§ Task details
Your output must be the line containing "Where can the tree" followed by every later line in the entries below, all copied exactly.

---------- Input records ----------

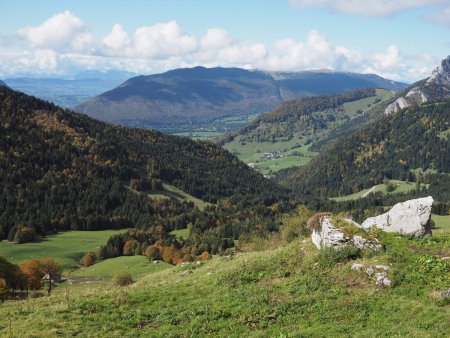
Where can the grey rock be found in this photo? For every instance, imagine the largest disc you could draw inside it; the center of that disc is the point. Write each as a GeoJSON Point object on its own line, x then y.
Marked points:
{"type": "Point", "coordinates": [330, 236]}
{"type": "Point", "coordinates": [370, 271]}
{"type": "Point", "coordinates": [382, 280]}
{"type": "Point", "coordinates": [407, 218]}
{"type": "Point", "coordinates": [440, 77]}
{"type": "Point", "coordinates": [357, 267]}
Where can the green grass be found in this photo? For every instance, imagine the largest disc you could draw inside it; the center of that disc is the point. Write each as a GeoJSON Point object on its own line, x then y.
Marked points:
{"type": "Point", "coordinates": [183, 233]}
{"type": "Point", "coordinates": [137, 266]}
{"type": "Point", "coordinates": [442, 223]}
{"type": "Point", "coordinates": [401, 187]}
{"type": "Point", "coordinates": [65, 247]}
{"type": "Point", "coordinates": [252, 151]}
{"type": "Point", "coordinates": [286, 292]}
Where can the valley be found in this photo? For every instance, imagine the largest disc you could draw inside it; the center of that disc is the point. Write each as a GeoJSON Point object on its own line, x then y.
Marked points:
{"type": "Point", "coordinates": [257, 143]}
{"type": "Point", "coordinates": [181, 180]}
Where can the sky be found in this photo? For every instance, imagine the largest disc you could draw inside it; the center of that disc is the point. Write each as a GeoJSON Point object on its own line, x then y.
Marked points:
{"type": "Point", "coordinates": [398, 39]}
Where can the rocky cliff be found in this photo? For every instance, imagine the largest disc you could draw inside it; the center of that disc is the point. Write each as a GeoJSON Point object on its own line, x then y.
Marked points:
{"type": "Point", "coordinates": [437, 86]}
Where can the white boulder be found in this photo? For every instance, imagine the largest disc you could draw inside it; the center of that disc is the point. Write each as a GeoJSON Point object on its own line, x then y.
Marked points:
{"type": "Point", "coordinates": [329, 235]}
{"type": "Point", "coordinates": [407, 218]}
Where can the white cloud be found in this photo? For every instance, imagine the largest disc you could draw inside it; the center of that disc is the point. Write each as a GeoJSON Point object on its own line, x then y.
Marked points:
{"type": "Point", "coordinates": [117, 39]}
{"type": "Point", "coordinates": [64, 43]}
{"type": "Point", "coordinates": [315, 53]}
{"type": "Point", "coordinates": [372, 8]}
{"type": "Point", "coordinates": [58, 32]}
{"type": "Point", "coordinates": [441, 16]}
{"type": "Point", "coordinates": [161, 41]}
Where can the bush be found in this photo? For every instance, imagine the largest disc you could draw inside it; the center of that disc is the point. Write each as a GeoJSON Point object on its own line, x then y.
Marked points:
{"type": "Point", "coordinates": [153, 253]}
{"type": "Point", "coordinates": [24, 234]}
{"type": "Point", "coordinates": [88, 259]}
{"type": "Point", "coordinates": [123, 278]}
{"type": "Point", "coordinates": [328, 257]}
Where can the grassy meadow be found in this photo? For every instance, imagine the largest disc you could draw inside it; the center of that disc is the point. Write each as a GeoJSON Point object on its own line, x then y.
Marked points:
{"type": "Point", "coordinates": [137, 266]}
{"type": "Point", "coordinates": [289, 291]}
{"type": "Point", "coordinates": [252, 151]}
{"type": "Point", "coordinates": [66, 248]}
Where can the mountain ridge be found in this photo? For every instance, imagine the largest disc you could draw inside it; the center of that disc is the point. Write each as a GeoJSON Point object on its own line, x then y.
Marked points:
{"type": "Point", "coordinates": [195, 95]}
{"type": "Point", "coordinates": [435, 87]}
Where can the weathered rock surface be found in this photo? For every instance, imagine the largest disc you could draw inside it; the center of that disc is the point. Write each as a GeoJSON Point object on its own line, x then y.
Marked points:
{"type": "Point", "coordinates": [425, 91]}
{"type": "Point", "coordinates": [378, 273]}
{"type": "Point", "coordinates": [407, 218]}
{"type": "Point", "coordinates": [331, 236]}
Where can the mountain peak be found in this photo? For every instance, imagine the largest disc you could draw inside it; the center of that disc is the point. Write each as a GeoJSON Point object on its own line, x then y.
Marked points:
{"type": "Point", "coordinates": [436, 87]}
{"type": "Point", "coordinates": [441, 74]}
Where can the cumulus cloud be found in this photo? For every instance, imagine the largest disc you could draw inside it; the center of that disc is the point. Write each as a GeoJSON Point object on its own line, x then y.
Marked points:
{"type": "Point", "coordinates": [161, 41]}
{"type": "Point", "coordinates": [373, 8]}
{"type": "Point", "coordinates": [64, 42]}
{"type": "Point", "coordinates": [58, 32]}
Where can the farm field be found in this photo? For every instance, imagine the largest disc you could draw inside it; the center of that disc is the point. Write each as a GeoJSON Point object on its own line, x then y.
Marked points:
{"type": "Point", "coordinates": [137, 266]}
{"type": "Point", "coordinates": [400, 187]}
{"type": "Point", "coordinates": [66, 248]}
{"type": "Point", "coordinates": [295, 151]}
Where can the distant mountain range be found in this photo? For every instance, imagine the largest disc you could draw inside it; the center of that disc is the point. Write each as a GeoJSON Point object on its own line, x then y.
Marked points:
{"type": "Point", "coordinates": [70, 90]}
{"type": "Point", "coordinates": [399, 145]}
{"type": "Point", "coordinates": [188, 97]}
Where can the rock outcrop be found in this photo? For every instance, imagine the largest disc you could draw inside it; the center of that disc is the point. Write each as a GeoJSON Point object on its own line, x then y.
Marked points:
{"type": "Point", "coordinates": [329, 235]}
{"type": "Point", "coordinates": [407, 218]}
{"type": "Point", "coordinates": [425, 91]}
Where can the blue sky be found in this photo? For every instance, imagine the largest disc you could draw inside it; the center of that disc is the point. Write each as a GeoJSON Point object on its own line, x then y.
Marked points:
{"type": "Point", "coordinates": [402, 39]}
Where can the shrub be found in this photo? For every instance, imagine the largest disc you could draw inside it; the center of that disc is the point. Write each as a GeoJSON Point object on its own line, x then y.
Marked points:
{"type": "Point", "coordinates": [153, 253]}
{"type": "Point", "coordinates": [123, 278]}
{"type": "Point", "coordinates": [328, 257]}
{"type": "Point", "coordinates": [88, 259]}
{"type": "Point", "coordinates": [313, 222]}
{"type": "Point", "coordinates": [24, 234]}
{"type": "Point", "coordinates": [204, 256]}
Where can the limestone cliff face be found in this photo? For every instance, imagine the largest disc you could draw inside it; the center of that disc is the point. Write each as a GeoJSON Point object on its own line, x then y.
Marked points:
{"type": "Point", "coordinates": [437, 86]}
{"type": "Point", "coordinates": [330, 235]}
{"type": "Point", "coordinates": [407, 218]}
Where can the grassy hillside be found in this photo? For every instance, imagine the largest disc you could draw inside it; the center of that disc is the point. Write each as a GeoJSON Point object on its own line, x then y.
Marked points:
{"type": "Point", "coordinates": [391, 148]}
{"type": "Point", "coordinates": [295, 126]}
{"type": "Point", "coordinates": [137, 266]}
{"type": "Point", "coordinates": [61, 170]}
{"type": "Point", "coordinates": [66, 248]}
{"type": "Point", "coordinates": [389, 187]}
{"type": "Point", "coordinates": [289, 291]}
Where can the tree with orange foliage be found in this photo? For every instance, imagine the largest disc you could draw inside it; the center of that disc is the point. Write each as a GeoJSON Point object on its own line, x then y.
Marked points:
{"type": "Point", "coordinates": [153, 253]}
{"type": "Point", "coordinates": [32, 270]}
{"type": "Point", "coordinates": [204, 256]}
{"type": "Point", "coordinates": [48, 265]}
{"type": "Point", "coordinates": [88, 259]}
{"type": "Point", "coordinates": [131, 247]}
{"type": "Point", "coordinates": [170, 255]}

----------

§ Expected output
Where can the tree with orange foliage be found in this photo? For every instance, imagine the largest disc you could draw inside it; the center of that disc is the point. Write each as a GeoJSON Point object on its own line, x then y.
Marked points:
{"type": "Point", "coordinates": [153, 253]}
{"type": "Point", "coordinates": [32, 270]}
{"type": "Point", "coordinates": [204, 256]}
{"type": "Point", "coordinates": [48, 265]}
{"type": "Point", "coordinates": [88, 259]}
{"type": "Point", "coordinates": [131, 247]}
{"type": "Point", "coordinates": [170, 255]}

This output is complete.